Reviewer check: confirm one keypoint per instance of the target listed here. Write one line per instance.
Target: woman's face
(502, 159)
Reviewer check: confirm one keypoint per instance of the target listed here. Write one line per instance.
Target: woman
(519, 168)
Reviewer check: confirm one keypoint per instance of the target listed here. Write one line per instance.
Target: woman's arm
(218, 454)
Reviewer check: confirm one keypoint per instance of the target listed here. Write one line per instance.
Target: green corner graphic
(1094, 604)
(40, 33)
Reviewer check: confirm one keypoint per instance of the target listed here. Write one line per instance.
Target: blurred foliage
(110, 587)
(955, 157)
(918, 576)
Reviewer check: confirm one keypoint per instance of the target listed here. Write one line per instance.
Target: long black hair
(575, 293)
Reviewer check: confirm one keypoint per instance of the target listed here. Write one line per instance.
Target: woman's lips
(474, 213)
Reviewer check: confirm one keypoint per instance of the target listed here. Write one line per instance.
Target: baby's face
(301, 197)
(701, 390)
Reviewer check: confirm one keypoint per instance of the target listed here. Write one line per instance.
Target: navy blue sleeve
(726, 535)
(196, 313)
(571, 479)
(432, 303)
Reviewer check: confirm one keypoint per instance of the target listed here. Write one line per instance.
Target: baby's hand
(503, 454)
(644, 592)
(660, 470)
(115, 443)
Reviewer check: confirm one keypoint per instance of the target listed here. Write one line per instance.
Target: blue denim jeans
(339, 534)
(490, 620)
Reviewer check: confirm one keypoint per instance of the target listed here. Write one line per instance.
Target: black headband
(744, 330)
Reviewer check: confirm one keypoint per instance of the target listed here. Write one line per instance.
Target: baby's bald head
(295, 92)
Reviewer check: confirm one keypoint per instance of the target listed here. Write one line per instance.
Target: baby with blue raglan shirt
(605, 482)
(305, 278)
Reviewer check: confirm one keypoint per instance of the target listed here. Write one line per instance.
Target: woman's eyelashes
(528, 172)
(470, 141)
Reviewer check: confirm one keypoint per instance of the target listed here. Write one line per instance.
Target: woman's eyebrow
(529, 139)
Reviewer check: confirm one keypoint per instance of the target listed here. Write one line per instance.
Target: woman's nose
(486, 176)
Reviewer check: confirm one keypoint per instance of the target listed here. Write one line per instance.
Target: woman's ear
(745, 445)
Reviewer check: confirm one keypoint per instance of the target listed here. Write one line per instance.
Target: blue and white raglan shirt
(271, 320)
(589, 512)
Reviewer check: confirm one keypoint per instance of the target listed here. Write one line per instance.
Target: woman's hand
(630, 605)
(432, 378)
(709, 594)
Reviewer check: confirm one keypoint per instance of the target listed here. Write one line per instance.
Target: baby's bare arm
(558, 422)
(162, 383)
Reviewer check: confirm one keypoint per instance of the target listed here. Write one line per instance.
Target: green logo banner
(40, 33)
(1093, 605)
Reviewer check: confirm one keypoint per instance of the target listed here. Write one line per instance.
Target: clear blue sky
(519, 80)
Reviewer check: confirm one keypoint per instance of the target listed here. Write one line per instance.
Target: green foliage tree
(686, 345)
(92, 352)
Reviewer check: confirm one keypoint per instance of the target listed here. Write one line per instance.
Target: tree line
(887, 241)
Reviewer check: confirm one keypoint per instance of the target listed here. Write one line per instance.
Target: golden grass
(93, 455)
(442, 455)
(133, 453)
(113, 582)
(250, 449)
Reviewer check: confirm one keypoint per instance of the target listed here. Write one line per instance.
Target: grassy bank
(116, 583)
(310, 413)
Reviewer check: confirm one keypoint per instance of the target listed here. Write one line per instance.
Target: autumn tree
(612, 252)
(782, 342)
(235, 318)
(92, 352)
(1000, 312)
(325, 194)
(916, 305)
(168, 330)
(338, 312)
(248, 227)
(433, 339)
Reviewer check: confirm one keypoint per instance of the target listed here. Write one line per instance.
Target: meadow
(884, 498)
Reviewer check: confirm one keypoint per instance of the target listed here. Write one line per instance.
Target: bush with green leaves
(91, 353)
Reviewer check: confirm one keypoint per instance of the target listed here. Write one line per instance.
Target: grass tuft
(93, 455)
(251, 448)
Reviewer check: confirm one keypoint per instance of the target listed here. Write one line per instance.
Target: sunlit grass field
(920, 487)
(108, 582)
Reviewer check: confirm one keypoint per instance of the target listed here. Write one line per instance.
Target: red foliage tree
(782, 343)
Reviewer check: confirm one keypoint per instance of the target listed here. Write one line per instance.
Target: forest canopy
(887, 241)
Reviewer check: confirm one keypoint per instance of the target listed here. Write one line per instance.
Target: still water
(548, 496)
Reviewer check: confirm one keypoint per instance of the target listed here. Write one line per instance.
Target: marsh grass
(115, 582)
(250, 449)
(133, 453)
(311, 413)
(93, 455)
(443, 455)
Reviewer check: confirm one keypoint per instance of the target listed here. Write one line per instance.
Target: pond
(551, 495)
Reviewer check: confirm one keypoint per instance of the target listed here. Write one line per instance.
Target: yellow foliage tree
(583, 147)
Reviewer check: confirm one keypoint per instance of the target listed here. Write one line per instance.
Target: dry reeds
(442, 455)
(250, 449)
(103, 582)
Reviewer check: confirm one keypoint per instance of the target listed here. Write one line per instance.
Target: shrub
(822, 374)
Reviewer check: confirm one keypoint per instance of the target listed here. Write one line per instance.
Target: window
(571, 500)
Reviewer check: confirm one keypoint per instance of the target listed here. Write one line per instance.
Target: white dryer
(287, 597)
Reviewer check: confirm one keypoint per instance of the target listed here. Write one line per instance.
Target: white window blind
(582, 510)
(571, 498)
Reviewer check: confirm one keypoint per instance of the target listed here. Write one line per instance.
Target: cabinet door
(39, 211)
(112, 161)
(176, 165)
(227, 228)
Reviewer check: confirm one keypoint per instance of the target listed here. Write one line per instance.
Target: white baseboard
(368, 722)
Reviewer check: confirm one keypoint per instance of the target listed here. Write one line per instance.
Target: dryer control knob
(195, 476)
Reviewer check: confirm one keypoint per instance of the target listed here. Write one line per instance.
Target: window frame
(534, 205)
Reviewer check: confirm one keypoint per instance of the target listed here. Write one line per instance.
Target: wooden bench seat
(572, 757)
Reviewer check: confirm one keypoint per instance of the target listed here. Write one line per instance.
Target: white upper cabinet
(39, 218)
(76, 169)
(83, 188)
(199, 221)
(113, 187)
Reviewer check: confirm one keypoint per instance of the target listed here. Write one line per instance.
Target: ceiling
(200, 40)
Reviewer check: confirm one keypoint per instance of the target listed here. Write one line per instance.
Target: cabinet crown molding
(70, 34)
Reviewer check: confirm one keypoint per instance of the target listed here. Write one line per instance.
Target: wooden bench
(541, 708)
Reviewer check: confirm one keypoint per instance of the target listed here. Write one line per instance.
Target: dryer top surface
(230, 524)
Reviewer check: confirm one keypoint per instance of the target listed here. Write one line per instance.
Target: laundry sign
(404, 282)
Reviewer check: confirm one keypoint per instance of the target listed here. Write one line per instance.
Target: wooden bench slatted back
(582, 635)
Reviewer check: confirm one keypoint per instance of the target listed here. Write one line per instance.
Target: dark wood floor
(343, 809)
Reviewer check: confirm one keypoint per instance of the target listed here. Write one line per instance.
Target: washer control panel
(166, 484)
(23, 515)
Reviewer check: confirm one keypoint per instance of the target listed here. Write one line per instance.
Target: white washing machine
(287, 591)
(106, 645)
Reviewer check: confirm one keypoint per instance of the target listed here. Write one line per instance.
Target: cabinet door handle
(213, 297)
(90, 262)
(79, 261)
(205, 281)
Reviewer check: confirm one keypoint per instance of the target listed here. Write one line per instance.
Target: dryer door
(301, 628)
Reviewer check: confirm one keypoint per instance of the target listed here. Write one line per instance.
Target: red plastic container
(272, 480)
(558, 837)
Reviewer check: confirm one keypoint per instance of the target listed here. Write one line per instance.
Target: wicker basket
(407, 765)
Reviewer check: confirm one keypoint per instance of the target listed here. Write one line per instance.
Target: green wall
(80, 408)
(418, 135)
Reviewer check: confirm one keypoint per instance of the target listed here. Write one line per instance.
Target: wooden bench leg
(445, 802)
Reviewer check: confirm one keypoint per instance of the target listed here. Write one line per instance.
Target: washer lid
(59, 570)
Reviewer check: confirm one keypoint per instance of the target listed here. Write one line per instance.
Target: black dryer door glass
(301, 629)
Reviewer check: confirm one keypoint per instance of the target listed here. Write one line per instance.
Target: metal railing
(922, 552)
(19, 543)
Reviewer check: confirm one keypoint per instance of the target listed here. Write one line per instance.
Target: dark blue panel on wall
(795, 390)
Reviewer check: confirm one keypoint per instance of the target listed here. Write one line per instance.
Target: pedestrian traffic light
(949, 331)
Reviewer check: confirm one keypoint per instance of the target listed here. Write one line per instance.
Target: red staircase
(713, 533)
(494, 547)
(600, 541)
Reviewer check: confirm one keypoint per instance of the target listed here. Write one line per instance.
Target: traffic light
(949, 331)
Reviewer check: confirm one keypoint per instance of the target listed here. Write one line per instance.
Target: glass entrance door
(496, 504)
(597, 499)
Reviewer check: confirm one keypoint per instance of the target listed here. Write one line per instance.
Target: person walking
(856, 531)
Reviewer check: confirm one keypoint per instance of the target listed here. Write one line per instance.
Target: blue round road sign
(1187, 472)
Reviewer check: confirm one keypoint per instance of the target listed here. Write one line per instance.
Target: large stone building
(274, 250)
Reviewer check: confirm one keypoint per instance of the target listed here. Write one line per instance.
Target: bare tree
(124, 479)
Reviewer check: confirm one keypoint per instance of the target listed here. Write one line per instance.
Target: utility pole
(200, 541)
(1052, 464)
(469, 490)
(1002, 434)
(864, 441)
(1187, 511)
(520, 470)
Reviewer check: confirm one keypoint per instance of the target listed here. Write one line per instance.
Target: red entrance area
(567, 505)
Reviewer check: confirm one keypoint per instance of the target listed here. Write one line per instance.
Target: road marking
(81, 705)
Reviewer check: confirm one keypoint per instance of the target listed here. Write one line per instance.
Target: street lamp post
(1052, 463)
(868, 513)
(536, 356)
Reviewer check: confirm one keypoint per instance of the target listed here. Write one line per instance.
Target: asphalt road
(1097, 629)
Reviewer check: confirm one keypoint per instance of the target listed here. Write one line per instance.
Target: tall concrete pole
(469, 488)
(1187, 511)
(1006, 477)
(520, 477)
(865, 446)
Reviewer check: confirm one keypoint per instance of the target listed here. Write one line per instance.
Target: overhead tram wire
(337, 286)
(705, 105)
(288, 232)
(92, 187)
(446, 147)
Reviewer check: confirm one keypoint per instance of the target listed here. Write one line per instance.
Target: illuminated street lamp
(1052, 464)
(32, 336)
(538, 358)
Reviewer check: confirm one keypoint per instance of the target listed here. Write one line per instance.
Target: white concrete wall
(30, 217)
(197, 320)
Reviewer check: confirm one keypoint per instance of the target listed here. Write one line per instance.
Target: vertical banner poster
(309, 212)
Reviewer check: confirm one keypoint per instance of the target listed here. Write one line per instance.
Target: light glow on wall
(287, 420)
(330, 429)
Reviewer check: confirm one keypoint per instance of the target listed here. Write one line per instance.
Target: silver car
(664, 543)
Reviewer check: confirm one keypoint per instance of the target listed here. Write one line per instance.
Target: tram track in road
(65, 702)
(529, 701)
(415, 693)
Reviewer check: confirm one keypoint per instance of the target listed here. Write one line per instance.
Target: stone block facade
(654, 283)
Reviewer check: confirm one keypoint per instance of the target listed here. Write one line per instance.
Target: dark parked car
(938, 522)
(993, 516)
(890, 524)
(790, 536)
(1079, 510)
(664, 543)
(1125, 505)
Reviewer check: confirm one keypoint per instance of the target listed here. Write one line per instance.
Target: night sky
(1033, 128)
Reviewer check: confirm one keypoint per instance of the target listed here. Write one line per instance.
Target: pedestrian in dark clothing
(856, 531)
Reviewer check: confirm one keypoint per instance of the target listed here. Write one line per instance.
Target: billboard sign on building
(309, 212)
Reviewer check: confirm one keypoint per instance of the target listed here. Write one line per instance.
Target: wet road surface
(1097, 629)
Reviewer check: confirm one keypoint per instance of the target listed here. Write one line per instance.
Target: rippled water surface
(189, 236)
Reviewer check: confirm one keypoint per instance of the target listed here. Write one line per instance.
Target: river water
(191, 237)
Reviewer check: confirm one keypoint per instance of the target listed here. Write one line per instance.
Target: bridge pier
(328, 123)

#####

__Task__. Pick out and copy every line in the listing above that contains the string "with". Case matters.

__Written answer__.
Target: baby with blue raglan shirt
Target: bush with green leaves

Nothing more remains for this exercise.